YOUR TASK:
Without altering anything, output the material below.

*** EXERCISE DATA

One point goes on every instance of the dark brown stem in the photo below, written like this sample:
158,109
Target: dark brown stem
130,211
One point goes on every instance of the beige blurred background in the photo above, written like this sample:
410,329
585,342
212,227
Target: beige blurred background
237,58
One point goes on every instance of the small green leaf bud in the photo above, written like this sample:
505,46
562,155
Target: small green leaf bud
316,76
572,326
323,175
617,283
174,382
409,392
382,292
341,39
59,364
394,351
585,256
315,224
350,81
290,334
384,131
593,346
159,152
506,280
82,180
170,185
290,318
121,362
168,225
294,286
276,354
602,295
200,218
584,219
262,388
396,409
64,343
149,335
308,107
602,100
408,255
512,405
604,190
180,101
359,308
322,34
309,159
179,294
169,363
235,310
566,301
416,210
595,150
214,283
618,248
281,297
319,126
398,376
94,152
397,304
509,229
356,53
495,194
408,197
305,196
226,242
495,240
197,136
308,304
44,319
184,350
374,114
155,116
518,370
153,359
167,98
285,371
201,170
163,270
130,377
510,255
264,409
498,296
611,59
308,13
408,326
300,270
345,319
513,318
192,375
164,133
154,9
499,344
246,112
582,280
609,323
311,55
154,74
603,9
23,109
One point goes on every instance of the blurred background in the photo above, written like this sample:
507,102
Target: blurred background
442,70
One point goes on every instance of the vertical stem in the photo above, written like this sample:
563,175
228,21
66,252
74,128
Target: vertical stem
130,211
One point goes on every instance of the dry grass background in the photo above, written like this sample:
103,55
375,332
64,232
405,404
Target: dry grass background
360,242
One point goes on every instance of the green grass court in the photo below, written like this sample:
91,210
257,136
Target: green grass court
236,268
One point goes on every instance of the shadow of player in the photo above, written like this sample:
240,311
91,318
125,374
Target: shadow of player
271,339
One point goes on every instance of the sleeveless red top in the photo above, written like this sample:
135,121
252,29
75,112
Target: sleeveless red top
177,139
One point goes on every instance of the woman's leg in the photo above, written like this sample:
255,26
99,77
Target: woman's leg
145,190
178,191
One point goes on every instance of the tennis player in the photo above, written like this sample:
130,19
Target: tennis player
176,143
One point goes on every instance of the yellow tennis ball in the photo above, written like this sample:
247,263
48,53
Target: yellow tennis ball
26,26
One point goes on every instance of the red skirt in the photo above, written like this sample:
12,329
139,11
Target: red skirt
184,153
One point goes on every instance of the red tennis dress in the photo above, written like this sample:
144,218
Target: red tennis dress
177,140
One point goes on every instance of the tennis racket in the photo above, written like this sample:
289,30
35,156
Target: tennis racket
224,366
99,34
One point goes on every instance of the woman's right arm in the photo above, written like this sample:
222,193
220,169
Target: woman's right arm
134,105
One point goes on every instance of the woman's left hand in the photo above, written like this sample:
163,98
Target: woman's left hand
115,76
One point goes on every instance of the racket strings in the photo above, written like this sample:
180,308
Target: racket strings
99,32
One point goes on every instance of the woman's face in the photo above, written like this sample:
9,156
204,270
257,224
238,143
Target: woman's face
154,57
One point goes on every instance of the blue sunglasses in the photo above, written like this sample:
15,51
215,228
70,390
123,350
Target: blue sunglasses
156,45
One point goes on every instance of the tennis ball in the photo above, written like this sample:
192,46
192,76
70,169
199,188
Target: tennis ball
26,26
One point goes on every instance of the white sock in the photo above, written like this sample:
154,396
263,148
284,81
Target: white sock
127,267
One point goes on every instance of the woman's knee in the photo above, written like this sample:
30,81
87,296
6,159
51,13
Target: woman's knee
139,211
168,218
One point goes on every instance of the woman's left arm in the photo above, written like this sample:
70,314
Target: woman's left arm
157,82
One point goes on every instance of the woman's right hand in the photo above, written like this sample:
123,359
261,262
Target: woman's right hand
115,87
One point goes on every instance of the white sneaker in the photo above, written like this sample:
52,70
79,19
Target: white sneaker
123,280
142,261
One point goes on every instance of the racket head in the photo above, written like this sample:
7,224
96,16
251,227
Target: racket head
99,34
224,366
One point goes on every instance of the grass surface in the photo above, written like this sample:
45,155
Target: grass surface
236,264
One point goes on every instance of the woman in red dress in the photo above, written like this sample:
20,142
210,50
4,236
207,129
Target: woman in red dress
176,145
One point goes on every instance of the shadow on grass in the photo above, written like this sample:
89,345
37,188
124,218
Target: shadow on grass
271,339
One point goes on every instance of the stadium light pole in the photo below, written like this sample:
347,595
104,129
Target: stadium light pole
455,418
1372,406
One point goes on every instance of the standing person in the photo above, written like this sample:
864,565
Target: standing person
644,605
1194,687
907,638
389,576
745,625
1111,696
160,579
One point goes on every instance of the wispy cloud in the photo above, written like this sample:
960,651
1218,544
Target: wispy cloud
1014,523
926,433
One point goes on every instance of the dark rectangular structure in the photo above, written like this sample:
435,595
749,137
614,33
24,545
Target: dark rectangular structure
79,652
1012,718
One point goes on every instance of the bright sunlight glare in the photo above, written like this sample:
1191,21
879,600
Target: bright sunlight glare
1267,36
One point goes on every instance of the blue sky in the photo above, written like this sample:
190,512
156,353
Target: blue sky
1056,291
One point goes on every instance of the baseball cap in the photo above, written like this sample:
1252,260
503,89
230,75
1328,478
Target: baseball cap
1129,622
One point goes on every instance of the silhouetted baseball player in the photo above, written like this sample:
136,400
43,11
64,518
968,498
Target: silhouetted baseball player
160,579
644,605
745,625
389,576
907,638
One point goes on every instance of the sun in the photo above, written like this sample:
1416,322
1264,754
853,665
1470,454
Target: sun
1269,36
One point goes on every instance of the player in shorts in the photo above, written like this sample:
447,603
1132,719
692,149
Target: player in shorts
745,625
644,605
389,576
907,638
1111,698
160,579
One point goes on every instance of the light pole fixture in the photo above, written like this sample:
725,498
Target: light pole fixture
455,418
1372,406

******

EXERCISE RESULT:
One point goes on every instance of the dark brown stem in the photo below, written like this sample:
158,109
Target: dark brown stem
130,211
One point goes on every instance of the beige blurred background in the photo above, written like this sample:
410,329
585,342
212,227
Target: beige blurred background
237,58
One point goes on every instance of the small green leaf bud in the photo above, written like this sample:
505,46
562,155
Target: small green leaf bud
316,76
572,326
323,175
617,283
174,382
409,392
382,292
341,39
59,364
394,351
585,256
315,224
350,81
290,334
384,131
593,346
159,152
506,280
82,180
170,185
290,318
121,362
168,225
294,286
276,354
602,295
200,218
584,219
262,388
396,409
64,343
149,335
308,107
602,100
408,255
512,405
604,190
180,101
359,308
322,34
309,159
179,294
169,363
235,310
566,301
416,210
595,150
214,283
618,248
281,297
319,126
398,376
94,152
397,304
509,229
356,53
495,194
408,197
305,196
226,242
495,240
197,136
308,304
44,319
184,350
374,114
155,116
518,370
153,359
167,98
285,371
201,170
163,270
130,377
510,255
264,409
498,296
611,59
308,13
408,326
300,270
345,319
513,318
192,375
164,133
154,9
499,344
246,112
582,280
609,323
311,55
154,74
603,9
23,109
One point goes on every instance of the blurred background in the photo above, written like this sample:
507,102
Target: blurred background
442,70
One point goes on every instance of the vertical stem in the photo above, written like this sample:
563,175
228,21
66,252
74,128
Target: vertical stem
130,211
One point goes on every instance of the dry grass background in the photo above, written like this sample:
103,55
375,332
64,232
405,404
Target: dry grass background
360,242
One point goes on every instance of the green grass court in the photo below, written like this sample:
91,210
257,136
Target: green grass court
236,268
One point goes on every instance of the shadow of player in the photo above, written like this sample:
240,311
91,318
125,374
Target: shadow of player
271,339
One point goes on every instance of the sleeveless red top in the photo above, written like this sample:
135,121
252,29
75,112
Target: sleeveless red top
177,139
One point goes on every instance of the woman's leg in the photo above, written like this sample:
255,26
99,77
Target: woman's leg
145,190
178,191
One point goes on every instance of the tennis player in the photo above, written like this sample:
130,19
Target: tennis player
176,143
One point goes on every instance of the yellow tennis ball in the photo above, written like this sample:
247,263
48,53
Target: yellow tennis ball
26,26
One point goes on every instance of the red skirt in the photo above, written like this sample:
12,329
139,11
Target: red skirt
184,153
One point goes on every instance of the red tennis dress in the photo above, written like this sample:
144,218
Target: red tennis dress
177,140
One point goes on every instance of the tennis racket in the photo above, written like this sample:
289,30
35,156
Target: tennis racket
224,366
99,34
One point goes on every instance of the woman's right arm in the photo above, written like this sample:
222,193
220,169
Target: woman's right arm
134,105
One point goes on every instance of the woman's left hand in the photo above, written like this sample:
163,98
Target: woman's left hand
115,76
One point goes on every instance of the racket strings in the photo above, written like this sample:
180,308
Target: racket strings
99,32
One point goes on every instance of the woman's face in the photo above, written like this sample:
9,156
204,270
257,224
238,143
Target: woman's face
154,57
One point goes on every instance of the blue sunglasses in the photo above, written like this sample:
15,51
215,228
70,390
123,350
Target: blue sunglasses
156,45
One point goes on every instance of the tennis ball in the photo above, written like this sample:
192,46
192,76
70,169
199,188
Target: tennis ball
26,26
One point goes on every instance of the white sock in the photo above, written like this sample:
154,396
263,148
284,81
Target: white sock
127,267
One point goes on every instance of the woman's knee in the photo above, written like this sample:
30,81
87,296
6,159
51,13
Target: woman's knee
139,211
168,218
One point goes on every instance of the woman's left arm in the photo above, written like this sample:
70,314
Target: woman's left arm
157,82
One point goes on every instance of the woman's right hand in the photo above, written like this sample:
123,359
261,262
Target: woman's right hand
115,87
One point goes on every instance of the white sneaker in the photo above, written like this sample:
52,70
79,19
Target: white sneaker
123,280
142,261
One point goes on every instance of the racket head in the photo above, written like this sample:
7,224
96,16
251,227
Target: racket head
99,34
224,366
One point goes on every instance of the grass surface in the photo above, written like this sample:
45,155
Target: grass surface
236,264
One point goes on every instance of the woman in red dress in the photo above, written like this sample:
20,142
210,50
4,236
207,129
Target: woman in red dress
176,145
One point goes on every instance of the shadow on grass in the photo above, written like this sample:
89,345
37,188
124,218
Target: shadow on grass
271,339
One point goes on every instance of the stadium light pole in the photo below, written like this sample:
347,595
104,129
Target: stadium light pole
455,418
1372,406
One point goes on every instance of the standing person in the photo above, written like this sample:
864,565
Target: standing person
644,605
1194,687
907,638
389,576
745,625
1111,696
160,579
One point goes on every instance of the wispy cloud in the photo above, written like this sample:
960,651
1218,544
Target: wispy cloud
1014,523
926,433
One point goes on every instance of the dark rectangular structure in the photo above, written like this sample:
435,595
749,137
614,33
24,545
Target: dark rectangular structure
79,652
1012,718
One point goes on every instance of the bright sunlight glare in the photo above, written like this sample:
1191,21
879,600
Target: bright sunlight glare
1267,36
One point goes on every instance of the blue sky in the photo above, written like this sample:
190,512
156,353
Target: blue sky
1056,291
One point goes on every instance of the baseball cap in the photo above, written like this sample:
1252,260
503,89
230,75
1328,478
Target: baseball cap
1129,622
One point goes on every instance of the silhouetted baseball player in the photo above, written like this sample:
136,400
43,11
64,518
968,498
Target: silhouetted baseball player
160,579
644,605
745,625
389,576
907,638
One point goes on every instance of the sun in the photo above, written like this sample:
1416,322
1264,754
853,665
1470,454
Target: sun
1269,36
One point goes on every instance of the player in shorts in the photo above, written like this sample:
447,603
1132,719
692,149
Target: player in shorts
745,625
644,605
389,576
907,638
1111,698
160,579
One point goes on every instance of the light pole fixture in the photo above, written like this sample:
725,498
Target: light pole fixture
455,418
1372,406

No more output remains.